■ Stated task
List every line in the records below that contains the string "skyline", copying each line in full. Case counts, so match capitalization.

■ Exercise material
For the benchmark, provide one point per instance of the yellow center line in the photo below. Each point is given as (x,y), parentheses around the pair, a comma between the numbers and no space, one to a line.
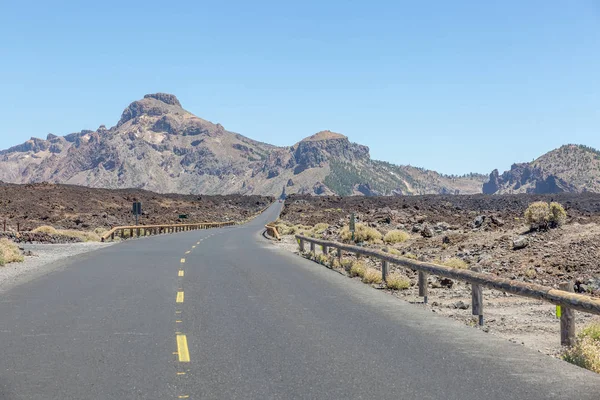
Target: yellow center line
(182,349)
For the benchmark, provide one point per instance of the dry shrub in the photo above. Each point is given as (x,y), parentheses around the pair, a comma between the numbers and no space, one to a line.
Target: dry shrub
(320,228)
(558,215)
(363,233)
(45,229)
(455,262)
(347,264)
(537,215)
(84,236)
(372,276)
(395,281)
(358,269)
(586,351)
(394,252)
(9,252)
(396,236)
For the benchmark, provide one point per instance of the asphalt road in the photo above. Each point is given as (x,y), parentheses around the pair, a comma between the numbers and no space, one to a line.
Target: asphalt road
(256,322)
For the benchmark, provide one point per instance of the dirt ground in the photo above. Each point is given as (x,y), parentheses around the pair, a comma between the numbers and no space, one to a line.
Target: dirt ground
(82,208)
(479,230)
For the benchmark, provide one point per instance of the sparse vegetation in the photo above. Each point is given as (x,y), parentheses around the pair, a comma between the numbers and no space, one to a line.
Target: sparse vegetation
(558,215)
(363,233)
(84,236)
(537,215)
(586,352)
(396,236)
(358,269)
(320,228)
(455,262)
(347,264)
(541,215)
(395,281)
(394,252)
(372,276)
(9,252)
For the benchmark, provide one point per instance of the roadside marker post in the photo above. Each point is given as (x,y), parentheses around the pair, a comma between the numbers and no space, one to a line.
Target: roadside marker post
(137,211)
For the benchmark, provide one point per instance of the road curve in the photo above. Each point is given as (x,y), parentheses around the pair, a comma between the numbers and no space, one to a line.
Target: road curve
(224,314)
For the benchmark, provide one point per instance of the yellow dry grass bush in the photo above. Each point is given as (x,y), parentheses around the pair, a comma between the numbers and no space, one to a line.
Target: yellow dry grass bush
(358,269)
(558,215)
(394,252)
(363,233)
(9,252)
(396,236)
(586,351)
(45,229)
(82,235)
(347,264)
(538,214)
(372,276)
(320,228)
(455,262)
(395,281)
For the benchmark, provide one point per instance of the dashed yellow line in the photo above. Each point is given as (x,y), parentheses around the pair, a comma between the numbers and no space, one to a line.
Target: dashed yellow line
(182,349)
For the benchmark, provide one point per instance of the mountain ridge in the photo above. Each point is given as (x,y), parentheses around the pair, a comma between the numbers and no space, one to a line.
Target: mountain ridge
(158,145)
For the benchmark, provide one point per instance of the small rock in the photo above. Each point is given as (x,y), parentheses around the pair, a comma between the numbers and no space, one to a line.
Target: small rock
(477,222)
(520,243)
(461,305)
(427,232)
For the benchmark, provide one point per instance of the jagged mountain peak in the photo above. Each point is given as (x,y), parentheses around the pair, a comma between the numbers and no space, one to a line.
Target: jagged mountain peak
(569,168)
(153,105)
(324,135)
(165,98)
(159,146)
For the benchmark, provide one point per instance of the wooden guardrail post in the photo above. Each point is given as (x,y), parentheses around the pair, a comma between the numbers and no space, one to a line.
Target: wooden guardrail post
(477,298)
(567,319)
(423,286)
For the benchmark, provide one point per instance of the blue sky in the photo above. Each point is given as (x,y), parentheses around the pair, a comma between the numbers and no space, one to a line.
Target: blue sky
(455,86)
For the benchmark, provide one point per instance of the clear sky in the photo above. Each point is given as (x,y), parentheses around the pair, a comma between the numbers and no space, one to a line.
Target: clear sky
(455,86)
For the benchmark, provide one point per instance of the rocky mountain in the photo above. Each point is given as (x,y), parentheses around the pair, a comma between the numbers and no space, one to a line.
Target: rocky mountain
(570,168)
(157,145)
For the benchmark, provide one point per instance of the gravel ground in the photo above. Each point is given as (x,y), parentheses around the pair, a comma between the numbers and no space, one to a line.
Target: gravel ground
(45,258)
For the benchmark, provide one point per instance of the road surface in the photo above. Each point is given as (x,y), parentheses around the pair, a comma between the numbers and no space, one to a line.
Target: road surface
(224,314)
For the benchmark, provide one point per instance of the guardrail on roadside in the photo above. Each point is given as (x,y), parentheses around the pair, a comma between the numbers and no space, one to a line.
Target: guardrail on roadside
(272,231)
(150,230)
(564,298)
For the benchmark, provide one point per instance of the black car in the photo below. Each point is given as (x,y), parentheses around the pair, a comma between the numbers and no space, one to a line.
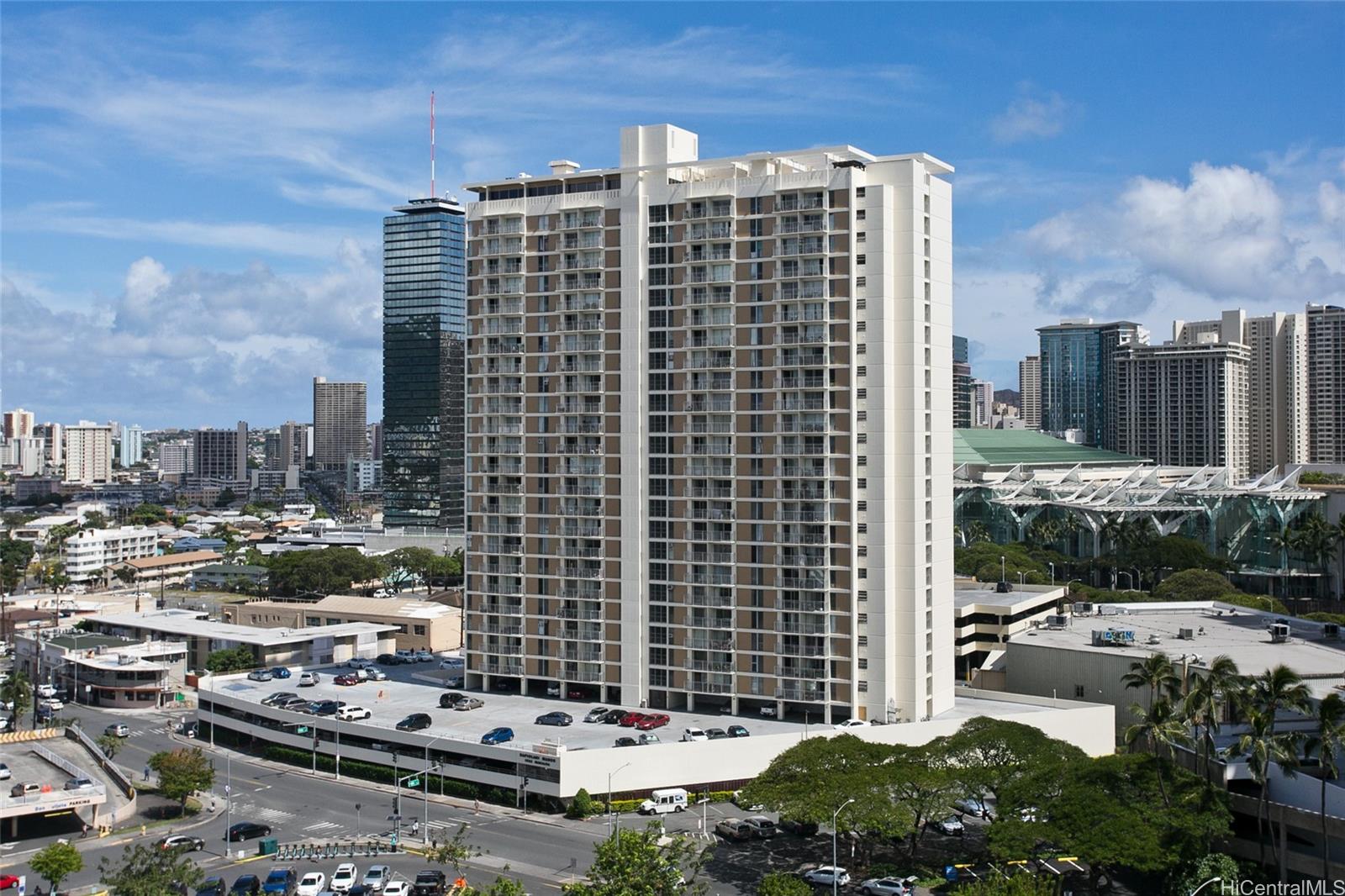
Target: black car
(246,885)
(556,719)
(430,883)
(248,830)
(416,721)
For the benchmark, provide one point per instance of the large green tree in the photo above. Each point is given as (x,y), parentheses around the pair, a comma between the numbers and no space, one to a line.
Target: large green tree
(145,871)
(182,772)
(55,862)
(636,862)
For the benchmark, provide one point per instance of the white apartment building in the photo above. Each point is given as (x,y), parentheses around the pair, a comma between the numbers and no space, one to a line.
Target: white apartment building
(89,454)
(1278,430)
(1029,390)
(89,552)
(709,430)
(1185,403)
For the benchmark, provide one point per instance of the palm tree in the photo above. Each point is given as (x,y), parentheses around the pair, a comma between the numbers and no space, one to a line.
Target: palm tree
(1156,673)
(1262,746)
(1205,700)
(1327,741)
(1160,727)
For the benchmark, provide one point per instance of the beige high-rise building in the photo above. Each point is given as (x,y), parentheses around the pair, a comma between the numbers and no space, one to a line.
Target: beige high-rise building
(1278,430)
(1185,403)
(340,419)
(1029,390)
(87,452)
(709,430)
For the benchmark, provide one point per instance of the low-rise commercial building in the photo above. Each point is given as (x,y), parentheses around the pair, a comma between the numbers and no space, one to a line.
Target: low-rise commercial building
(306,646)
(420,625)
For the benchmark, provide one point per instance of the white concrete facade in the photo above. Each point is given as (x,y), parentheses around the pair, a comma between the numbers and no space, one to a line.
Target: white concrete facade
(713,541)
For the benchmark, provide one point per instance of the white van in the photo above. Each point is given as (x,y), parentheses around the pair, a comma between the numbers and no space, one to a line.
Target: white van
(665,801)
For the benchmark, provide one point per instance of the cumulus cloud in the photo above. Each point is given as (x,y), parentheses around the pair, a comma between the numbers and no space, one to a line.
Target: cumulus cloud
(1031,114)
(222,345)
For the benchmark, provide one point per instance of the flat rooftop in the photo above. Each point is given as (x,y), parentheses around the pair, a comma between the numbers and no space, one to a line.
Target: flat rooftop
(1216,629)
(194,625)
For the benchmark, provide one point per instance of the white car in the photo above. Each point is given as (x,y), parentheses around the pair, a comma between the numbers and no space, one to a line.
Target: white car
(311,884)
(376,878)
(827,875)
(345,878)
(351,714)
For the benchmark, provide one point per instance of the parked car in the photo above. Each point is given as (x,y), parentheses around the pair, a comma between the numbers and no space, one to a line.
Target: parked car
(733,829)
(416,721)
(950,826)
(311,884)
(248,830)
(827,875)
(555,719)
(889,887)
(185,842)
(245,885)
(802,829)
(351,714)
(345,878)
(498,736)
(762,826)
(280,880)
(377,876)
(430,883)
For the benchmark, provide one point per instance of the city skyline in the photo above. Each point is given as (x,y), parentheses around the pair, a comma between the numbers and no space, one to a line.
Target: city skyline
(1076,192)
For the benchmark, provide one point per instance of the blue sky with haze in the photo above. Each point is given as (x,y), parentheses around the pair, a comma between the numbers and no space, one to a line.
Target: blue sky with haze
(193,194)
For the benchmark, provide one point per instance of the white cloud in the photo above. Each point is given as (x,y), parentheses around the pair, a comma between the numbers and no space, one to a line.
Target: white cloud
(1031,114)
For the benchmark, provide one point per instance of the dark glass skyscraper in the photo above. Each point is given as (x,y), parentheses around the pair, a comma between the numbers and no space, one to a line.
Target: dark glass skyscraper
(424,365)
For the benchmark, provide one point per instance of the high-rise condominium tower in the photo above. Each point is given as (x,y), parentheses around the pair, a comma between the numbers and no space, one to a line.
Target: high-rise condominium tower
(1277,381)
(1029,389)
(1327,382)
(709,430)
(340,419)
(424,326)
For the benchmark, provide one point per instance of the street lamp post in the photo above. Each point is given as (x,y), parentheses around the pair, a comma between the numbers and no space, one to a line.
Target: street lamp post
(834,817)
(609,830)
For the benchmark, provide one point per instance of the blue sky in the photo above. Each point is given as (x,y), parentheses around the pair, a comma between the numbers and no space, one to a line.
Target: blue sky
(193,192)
...
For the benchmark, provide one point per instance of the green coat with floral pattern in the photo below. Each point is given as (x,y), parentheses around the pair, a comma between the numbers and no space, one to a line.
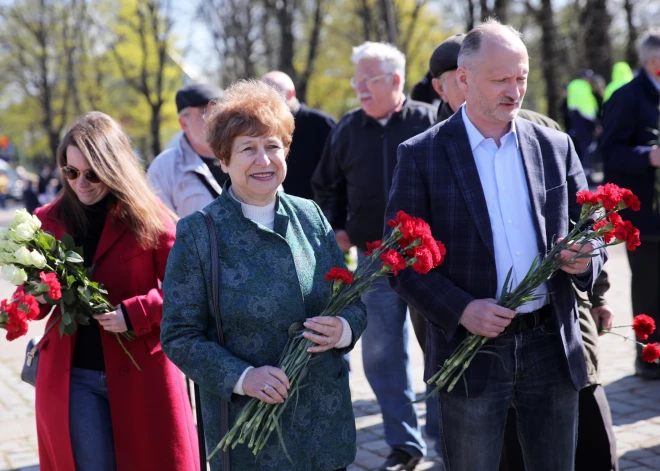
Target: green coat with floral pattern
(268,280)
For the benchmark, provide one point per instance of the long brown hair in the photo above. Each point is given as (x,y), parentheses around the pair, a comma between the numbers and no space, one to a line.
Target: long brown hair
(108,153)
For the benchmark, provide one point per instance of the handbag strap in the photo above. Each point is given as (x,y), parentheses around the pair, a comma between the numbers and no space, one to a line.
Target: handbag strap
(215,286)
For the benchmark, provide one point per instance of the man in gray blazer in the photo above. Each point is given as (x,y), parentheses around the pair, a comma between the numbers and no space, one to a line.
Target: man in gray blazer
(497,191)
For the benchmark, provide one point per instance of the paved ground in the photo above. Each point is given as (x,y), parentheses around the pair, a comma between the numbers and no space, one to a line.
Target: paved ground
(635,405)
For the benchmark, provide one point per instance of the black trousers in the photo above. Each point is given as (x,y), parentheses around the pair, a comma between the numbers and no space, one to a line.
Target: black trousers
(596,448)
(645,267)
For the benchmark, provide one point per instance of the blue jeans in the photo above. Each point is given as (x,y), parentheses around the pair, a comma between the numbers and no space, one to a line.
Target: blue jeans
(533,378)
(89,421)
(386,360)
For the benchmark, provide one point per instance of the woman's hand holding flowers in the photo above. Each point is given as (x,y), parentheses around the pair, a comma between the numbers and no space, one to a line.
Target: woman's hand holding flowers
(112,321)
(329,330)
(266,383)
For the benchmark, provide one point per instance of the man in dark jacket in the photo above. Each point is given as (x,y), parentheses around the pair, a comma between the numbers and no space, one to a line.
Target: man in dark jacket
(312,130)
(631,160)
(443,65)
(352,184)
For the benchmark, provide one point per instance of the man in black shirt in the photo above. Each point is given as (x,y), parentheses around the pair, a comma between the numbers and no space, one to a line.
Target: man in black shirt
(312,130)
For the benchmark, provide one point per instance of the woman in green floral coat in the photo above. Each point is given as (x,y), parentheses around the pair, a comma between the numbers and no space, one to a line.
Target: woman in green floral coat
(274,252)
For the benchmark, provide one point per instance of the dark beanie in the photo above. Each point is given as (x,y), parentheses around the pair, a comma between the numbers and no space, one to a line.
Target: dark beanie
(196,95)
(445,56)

■ Reply to the exercise
For the benchmark, provide one point per instance of the city skyline in the photo above. Each point is given as (x,y), parentheses around the pair, a comma between the numbers and no space, one to a line.
Target: city skyline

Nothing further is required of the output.